GIVEN TASK
Render every line of the records below as a Markdown table with the columns "Row" and "Line", numbering the rows in order and omitting blank lines. Leave the pictures out of the table.

MATERIAL FOR THIS TASK
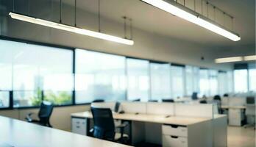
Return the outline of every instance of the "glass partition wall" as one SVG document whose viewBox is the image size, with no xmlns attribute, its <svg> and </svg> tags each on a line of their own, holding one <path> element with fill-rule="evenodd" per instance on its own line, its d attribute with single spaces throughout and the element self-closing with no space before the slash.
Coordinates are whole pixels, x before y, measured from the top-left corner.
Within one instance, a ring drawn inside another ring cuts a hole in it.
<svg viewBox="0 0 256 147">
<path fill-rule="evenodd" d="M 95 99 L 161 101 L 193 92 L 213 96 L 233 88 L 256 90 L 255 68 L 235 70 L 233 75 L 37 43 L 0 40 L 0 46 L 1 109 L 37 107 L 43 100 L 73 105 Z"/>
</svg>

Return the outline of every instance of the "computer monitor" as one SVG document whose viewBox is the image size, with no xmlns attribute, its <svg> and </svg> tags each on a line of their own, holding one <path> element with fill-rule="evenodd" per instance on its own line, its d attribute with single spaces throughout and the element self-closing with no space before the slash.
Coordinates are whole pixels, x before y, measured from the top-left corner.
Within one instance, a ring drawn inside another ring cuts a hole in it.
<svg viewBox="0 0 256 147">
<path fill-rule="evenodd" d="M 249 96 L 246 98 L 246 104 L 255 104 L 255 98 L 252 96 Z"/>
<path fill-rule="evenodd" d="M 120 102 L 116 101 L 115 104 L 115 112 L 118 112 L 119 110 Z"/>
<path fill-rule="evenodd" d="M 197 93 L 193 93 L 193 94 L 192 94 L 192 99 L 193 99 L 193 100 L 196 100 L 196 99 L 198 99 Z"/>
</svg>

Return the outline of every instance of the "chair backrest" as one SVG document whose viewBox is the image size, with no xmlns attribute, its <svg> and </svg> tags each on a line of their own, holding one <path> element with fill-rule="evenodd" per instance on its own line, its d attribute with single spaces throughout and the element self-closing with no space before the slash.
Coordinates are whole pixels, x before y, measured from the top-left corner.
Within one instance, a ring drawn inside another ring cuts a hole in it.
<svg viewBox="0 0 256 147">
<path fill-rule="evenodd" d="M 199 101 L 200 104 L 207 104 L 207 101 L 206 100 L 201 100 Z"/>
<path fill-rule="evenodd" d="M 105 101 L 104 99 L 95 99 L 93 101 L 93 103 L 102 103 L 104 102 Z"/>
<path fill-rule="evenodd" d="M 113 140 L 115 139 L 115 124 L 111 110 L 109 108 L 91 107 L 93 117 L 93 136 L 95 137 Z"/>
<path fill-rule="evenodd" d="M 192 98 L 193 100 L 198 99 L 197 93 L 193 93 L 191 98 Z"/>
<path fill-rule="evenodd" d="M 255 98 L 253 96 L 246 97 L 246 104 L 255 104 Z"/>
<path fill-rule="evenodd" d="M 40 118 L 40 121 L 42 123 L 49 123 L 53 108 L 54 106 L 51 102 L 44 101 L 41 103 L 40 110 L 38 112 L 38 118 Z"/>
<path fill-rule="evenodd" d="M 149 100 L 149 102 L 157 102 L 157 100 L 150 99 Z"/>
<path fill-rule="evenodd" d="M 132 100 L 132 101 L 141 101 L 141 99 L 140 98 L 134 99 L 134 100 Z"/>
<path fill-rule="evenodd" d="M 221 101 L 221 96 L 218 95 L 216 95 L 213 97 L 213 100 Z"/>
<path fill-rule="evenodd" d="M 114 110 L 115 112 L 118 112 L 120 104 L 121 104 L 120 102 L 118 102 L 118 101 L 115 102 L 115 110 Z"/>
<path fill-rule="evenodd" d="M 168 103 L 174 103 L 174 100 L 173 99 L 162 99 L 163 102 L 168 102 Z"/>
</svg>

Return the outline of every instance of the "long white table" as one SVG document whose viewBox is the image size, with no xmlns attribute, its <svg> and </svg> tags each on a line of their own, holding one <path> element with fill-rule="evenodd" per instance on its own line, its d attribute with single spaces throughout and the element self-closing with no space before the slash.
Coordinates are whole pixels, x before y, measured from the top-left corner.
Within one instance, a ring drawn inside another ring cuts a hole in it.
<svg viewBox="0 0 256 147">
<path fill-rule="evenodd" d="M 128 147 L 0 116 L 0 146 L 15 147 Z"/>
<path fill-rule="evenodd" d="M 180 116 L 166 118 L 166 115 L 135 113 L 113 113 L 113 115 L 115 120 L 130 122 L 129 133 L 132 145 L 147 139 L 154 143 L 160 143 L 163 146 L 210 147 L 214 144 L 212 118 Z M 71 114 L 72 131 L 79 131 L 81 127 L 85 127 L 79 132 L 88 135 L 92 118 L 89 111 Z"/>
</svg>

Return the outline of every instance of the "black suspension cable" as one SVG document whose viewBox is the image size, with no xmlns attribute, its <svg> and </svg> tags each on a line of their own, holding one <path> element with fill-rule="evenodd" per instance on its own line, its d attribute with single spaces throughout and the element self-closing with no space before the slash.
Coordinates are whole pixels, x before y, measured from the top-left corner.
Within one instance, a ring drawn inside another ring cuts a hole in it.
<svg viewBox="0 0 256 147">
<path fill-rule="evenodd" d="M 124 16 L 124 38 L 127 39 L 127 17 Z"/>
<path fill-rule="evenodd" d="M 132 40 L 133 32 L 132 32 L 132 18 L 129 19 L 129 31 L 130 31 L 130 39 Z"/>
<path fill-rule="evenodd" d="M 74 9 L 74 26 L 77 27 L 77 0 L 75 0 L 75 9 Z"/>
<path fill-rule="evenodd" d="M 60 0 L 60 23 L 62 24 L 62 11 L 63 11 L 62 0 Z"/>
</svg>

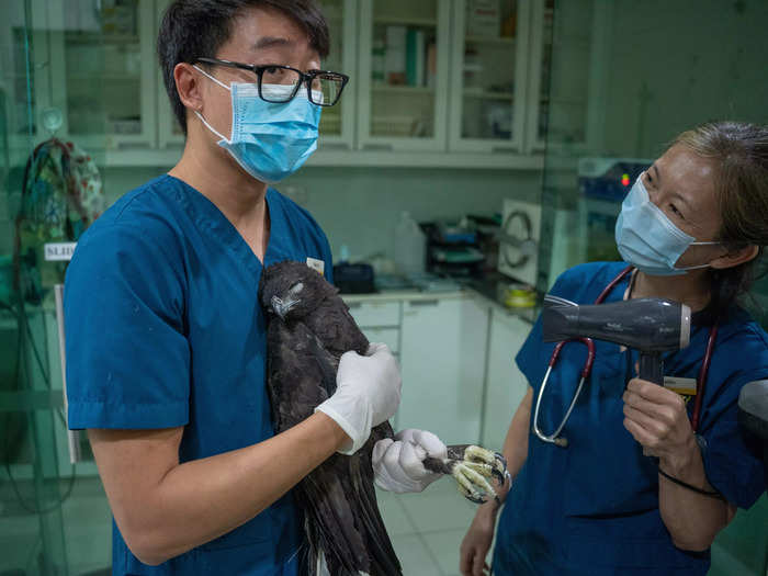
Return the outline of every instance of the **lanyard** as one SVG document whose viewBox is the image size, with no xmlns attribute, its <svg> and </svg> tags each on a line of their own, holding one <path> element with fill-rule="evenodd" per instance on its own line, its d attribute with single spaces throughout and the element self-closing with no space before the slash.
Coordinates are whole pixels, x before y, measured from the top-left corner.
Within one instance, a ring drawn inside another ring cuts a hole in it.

WRITTEN REPLY
| Row | Line |
|---|---|
| 1 | Return the outline of every instance of the "glass partition wall" as one SVG document whose viewBox is the image size, with no xmlns attribute, its <svg> and </svg> tags each on a line of their own, holding one <path> element with fill-rule="evenodd" per instance on its own line, its d attribute with single spaces throughout and the element self-closing with no space before the slash. |
| 2 | Coordinates are whole pixels, x before y, measured from the top-left corner. |
| 3 | Within one instance, a ring drawn inside another ring cuts a hole in it. |
| 4 | <svg viewBox="0 0 256 147"> |
| 5 | <path fill-rule="evenodd" d="M 95 99 L 161 101 L 193 92 L 213 96 L 233 88 L 256 90 L 255 68 L 235 70 L 233 75 L 37 43 L 0 40 L 0 46 L 1 109 L 37 107 L 43 100 L 73 105 Z"/> |
| 6 | </svg> |
| 7 | Return the outline of every instance of the "computer monitor" as one SVG document whose viewBox is the image size, with no xmlns attribute, its <svg> and </svg> tags each on a line of their own, holding one <path> element with fill-rule="evenodd" per instance on its own line, its d attribute with single spaces throughout and the element self-closing with no space before the slash. |
| 8 | Coordinates are whole pixels, x before y, measured from the top-left corner. |
| 9 | Within one instance, a ring drawn inside another ring cuts a hole in it. |
| 10 | <svg viewBox="0 0 256 147"> |
| 11 | <path fill-rule="evenodd" d="M 249 96 L 246 98 L 246 104 L 255 104 L 255 98 L 252 96 Z"/> |
| 12 | <path fill-rule="evenodd" d="M 120 102 L 116 101 L 115 104 L 115 112 L 118 112 L 119 110 Z"/> |
| 13 | <path fill-rule="evenodd" d="M 197 93 L 193 93 L 193 94 L 192 94 L 192 99 L 193 99 L 193 100 L 196 100 L 196 99 L 198 99 Z"/> |
| 14 | </svg> |
| 15 | Return the outline of every instance of the "chair backrest" as one SVG document whose viewBox is the image size, with no xmlns attribute, its <svg> and </svg> tags each on a line of their own, holding one <path> element with fill-rule="evenodd" per instance on its own line, its d attribute with single spaces throughout and the element self-closing with no space before the slash. |
| 16 | Coordinates are whole pixels, x before y, measured from the top-left corner. |
| 17 | Within one instance, a ring drawn inside another ring cuts a hole in it. |
| 18 | <svg viewBox="0 0 256 147"> |
| 19 | <path fill-rule="evenodd" d="M 199 101 L 200 104 L 207 104 L 207 101 L 206 100 L 201 100 Z"/> |
| 20 | <path fill-rule="evenodd" d="M 105 101 L 104 99 L 95 99 L 93 101 L 93 103 L 102 103 L 104 102 Z"/> |
| 21 | <path fill-rule="evenodd" d="M 113 140 L 115 139 L 115 124 L 111 110 L 109 108 L 91 107 L 93 117 L 93 136 L 95 137 Z"/> |
| 22 | <path fill-rule="evenodd" d="M 192 98 L 193 100 L 198 99 L 197 93 L 193 93 L 191 98 Z"/> |
| 23 | <path fill-rule="evenodd" d="M 255 98 L 253 96 L 246 97 L 246 104 L 255 104 Z"/> |
| 24 | <path fill-rule="evenodd" d="M 40 118 L 40 121 L 42 123 L 49 123 L 53 108 L 54 106 L 51 102 L 44 101 L 41 103 L 40 110 L 38 112 L 38 118 Z"/> |
| 25 | <path fill-rule="evenodd" d="M 149 100 L 149 102 L 157 102 L 157 100 L 150 99 Z"/> |
| 26 | <path fill-rule="evenodd" d="M 132 100 L 132 101 L 141 101 L 141 99 L 140 98 L 134 99 L 134 100 Z"/> |
| 27 | <path fill-rule="evenodd" d="M 221 101 L 221 96 L 218 95 L 216 95 L 213 97 L 213 100 Z"/> |
| 28 | <path fill-rule="evenodd" d="M 114 110 L 115 112 L 118 112 L 120 104 L 121 104 L 120 102 L 118 102 L 118 101 L 115 102 L 115 110 Z"/> |
| 29 | <path fill-rule="evenodd" d="M 168 103 L 174 103 L 174 100 L 173 99 L 162 99 L 163 102 L 168 102 Z"/> |
| 30 | </svg> |
| 31 | Return the outline of every instance of the "long white table" as one SVG document whose viewBox is the image size, with no xmlns attribute, its <svg> and </svg> tags each on a line of their own, holding one <path> element with fill-rule="evenodd" per instance on its own line, its d attribute with single spaces throughout and the element self-closing with no space before the slash. |
| 32 | Coordinates are whole pixels, x before y, measured from the top-left corner. |
| 33 | Within one instance, a ring drawn inside another ring cuts a hole in it. |
| 34 | <svg viewBox="0 0 256 147"> |
| 35 | <path fill-rule="evenodd" d="M 128 147 L 0 116 L 0 146 L 15 147 Z"/> |
| 36 | <path fill-rule="evenodd" d="M 180 116 L 166 118 L 166 115 L 135 113 L 113 113 L 113 115 L 115 120 L 130 122 L 129 133 L 132 145 L 147 139 L 154 143 L 160 143 L 163 146 L 210 147 L 214 144 L 212 118 Z M 71 114 L 72 131 L 79 131 L 81 127 L 85 127 L 79 132 L 88 135 L 92 118 L 89 111 Z"/> |
| 37 | </svg> |
| 38 | Return the outline of every instance of the "black suspension cable" as one SVG document whose viewBox is the image size, with no xmlns attribute, its <svg> and </svg> tags each on a line of their own, holding one <path> element with fill-rule="evenodd" per instance on its own line, its d attribute with single spaces throughout and the element self-closing with no space before the slash. |
| 39 | Coordinates are whole pixels, x before y, measured from the top-left corner. |
| 40 | Within one instance, a ring drawn inside another ring cuts a hole in it. |
| 41 | <svg viewBox="0 0 256 147"> |
| 42 | <path fill-rule="evenodd" d="M 124 16 L 124 38 L 127 39 L 127 17 Z"/> |
| 43 | <path fill-rule="evenodd" d="M 132 40 L 133 32 L 132 32 L 132 18 L 129 19 L 129 31 L 130 31 L 130 39 Z"/> |
| 44 | <path fill-rule="evenodd" d="M 74 9 L 74 26 L 77 27 L 77 0 L 75 0 L 75 9 Z"/> |
| 45 | <path fill-rule="evenodd" d="M 60 0 L 60 23 L 62 24 L 62 11 L 63 11 L 62 0 Z"/> |
| 46 | </svg> |
| 47 | Return the outline of every instance of the **lanyard** as one SVG document whose viewBox is the image size, with no xmlns attribute, its <svg> and </svg> tags each on a line of their own, holding one <path> element with fill-rule="evenodd" per instance on its own line, its d attribute with single spaces throughout and the element self-closing with no space before the slash. |
| 48 | Coordinates are whole pixels, x before y, measured from the top-left corner. |
| 49 | Within one instance, a ring drawn inside another ring cuts a hole in it. |